> _Required work_:
Copy out every line in the records below that contains the word "shirt".

> _Material for the task_:
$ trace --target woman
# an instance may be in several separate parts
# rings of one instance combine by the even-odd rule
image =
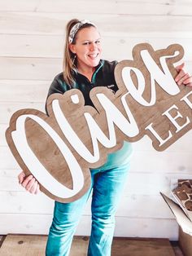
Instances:
[[[114,78],[116,61],[101,60],[102,46],[97,27],[89,20],[72,20],[67,25],[63,60],[64,73],[57,75],[48,95],[63,94],[77,88],[84,95],[85,104],[93,105],[89,91],[94,86],[107,86],[116,92],[118,87]],[[192,79],[178,66],[177,84],[192,85]],[[124,143],[119,151],[109,154],[106,164],[91,170],[89,190],[79,200],[71,203],[55,201],[54,218],[46,245],[46,255],[68,255],[76,227],[91,192],[92,228],[88,248],[89,256],[109,256],[117,209],[129,169],[132,149]],[[19,181],[31,193],[37,193],[39,184],[24,172]]]

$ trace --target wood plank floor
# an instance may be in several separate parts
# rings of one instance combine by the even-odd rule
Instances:
[[[1,256],[43,256],[46,236],[7,235],[0,248]],[[70,256],[86,256],[88,236],[75,236]],[[111,256],[175,256],[168,239],[114,238]]]

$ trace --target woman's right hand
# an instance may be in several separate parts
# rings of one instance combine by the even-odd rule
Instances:
[[[26,176],[24,172],[22,171],[18,175],[19,183],[21,184],[27,191],[28,191],[32,194],[37,194],[40,191],[39,183],[35,178],[30,174]]]

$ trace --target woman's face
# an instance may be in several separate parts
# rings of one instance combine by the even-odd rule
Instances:
[[[97,29],[91,26],[78,31],[76,44],[71,44],[70,50],[76,55],[78,69],[96,67],[102,54],[100,35]]]

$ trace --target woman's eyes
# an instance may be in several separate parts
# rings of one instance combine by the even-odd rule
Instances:
[[[97,41],[95,41],[95,43],[96,44],[98,44],[98,43],[100,43],[101,42],[100,42],[100,40],[97,40]],[[90,45],[92,42],[85,42],[84,43],[83,43],[83,45],[84,46],[88,46],[88,45]]]

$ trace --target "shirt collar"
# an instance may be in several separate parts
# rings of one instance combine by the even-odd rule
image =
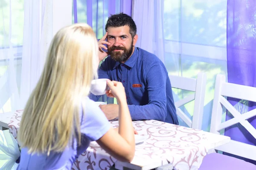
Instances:
[[[133,53],[129,59],[128,59],[124,64],[131,68],[132,68],[134,65],[135,62],[136,62],[138,57],[138,49],[137,47],[134,47],[134,51]],[[113,69],[115,69],[121,63],[119,62],[116,62],[113,67]]]

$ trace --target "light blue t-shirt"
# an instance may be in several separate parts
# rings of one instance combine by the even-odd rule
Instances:
[[[80,113],[81,144],[79,146],[74,139],[73,147],[67,147],[61,153],[51,152],[48,156],[47,153],[28,154],[28,148],[23,148],[17,170],[71,169],[74,162],[86,150],[90,142],[100,139],[110,128],[108,119],[94,101],[86,97],[82,103],[84,110],[81,109]]]

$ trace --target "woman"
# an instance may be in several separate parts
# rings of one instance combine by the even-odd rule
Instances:
[[[96,36],[87,24],[65,27],[54,36],[22,116],[18,170],[70,170],[93,141],[116,159],[131,161],[134,132],[122,84],[108,82],[107,92],[119,104],[119,132],[87,97],[98,77],[98,55]]]

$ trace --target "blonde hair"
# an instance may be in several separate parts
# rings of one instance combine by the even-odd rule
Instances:
[[[53,37],[40,79],[24,110],[18,140],[30,153],[61,152],[81,142],[82,98],[97,78],[98,46],[92,28],[76,24]]]

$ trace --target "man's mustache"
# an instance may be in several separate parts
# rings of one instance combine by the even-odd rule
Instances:
[[[112,46],[110,50],[111,51],[114,51],[114,50],[126,50],[125,48],[124,47],[119,47],[119,46]]]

> _Exercise answer_:
$ trace --target "shirt collar"
$ trace --target "light blue t-shirt"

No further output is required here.